### INSTRUCTIONS TO FOLLOW
Copy out the listing below word for word, leaving out the pictures.

### EXERCISE MATERIALS

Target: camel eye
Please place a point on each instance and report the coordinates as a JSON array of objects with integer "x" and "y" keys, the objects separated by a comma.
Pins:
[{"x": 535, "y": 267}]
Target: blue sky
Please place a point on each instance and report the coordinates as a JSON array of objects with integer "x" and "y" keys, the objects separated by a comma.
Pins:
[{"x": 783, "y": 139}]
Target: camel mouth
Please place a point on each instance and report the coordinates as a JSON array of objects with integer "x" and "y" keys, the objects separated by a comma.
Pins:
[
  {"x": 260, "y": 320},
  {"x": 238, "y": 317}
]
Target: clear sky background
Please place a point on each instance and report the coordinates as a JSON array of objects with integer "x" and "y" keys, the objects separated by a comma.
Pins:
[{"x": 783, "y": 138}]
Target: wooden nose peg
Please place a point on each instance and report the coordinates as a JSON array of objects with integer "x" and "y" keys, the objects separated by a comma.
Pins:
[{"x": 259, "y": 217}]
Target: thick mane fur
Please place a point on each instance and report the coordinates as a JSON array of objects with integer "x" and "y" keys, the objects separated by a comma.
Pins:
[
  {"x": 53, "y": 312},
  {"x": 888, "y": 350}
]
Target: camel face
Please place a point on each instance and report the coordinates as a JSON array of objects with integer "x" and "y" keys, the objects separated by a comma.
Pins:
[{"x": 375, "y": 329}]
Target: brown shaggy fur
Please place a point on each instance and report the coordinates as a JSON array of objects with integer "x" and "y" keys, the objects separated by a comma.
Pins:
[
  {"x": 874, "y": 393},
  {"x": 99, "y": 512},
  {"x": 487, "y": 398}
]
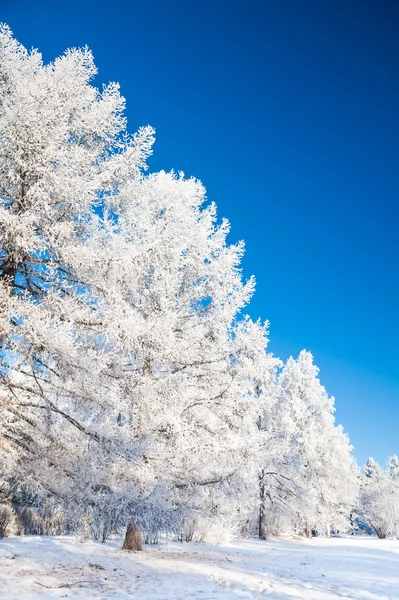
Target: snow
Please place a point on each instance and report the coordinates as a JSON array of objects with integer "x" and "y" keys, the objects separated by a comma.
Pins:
[{"x": 46, "y": 568}]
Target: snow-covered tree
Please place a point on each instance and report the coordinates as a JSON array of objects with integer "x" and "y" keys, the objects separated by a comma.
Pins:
[
  {"x": 309, "y": 471},
  {"x": 127, "y": 372},
  {"x": 379, "y": 498},
  {"x": 63, "y": 155}
]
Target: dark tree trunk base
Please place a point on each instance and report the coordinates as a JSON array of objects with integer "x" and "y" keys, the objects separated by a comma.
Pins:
[{"x": 132, "y": 539}]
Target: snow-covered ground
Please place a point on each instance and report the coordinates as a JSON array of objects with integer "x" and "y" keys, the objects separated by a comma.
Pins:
[{"x": 45, "y": 568}]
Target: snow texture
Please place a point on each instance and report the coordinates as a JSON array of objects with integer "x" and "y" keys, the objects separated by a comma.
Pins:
[{"x": 45, "y": 568}]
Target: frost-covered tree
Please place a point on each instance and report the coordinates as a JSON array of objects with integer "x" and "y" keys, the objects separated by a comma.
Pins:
[
  {"x": 127, "y": 372},
  {"x": 63, "y": 155},
  {"x": 189, "y": 360},
  {"x": 310, "y": 476},
  {"x": 376, "y": 498}
]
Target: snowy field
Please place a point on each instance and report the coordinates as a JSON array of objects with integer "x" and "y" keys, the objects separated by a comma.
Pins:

### RESULT OF THE TASK
Target: camel eye
Please place a point on each instance and report the coordinates as a JSON array of objects with integer "x" and "y" keys, the objects separated by a comma.
Pins:
[{"x": 535, "y": 267}]
Target: blue sky
Please place a point on each instance and report the coordinates as a JSON array of objects with integer "x" and "y" keys, the objects separated by a comma.
Pins:
[{"x": 783, "y": 139}]
Target: camel mouth
Please place a point on each instance and report the coordinates as a JSON array of objects with integer "x" and "y" keys, the objects separated by a comma.
Pins:
[
  {"x": 260, "y": 320},
  {"x": 238, "y": 317}
]
Target: clear sky background
Please place a point on each instance and report the coordinates as a JSON array of objects with integer "x" and "y" keys, the objects separated by a comma.
Pins:
[{"x": 783, "y": 138}]
Target: wooden nose peg
Please place a point on each instance and report the coordinates as a JSON array of objects with integer "x" and "y" keys, the objects separated by a comma.
Pins:
[{"x": 259, "y": 217}]
Target: thick mane fur
Please place a point on each instance and report the coordinates as a JSON array of objects with integer "x" and "y" keys, the objects separated by a comma.
Pins:
[
  {"x": 53, "y": 312},
  {"x": 888, "y": 350}
]
Target: camel face
Please place a point on each instance and report the coordinates as a JSON array of objects with integer "x" and "y" keys, the objects separated by a comma.
Pins:
[{"x": 375, "y": 329}]
Target: brown shaggy fur
Please place a point on each instance and report the coordinates as a JSON array of objects with integer "x" and "y" keys, the objects separated by a comma.
Pins:
[
  {"x": 874, "y": 393},
  {"x": 99, "y": 512},
  {"x": 487, "y": 398}
]
Target: snow
Please place a point on each instance and report the coordinates as a JSON array of objects with integer "x" and "y" keys, the objects separated by a comma.
Pins:
[{"x": 46, "y": 568}]
Target: snow-covered tree
Please place a point on each instance and report the coordinates as a JSON array of objects with integer "x" and "y" keys, the objects separated by a comma.
Pins:
[
  {"x": 309, "y": 471},
  {"x": 127, "y": 372},
  {"x": 379, "y": 498},
  {"x": 63, "y": 155}
]
Target: dark tree trunk base
Please place a point on each instance and report the coordinates as a JSON array of objects with integer "x" and "y" keys, the objects separated by a comma.
Pins:
[{"x": 132, "y": 539}]
Target: snow-covered ground
Please place a point on each instance and report the coordinates as a JSON array of objects with integer "x" and "y" keys, the objects separated by a comma.
Pins:
[{"x": 45, "y": 568}]
Target: snow texture
Please place a point on each instance and report the coordinates as a JSON array of objects with integer "x" and "y" keys, the objects separated by a comma.
Pins:
[{"x": 45, "y": 568}]
Target: frost-covered tree
Please place a point on each instance and report the coordinates as a JSON array of objects with integer "x" and "y" keys, the objects separated by a comma.
Pins:
[
  {"x": 127, "y": 372},
  {"x": 63, "y": 155},
  {"x": 189, "y": 360},
  {"x": 310, "y": 476},
  {"x": 376, "y": 498}
]
Target: snowy field
Please place a point on each instance and report the coordinates as a JSON array of objects with integer "x" and "y" keys, the objects separated by a comma.
Pins:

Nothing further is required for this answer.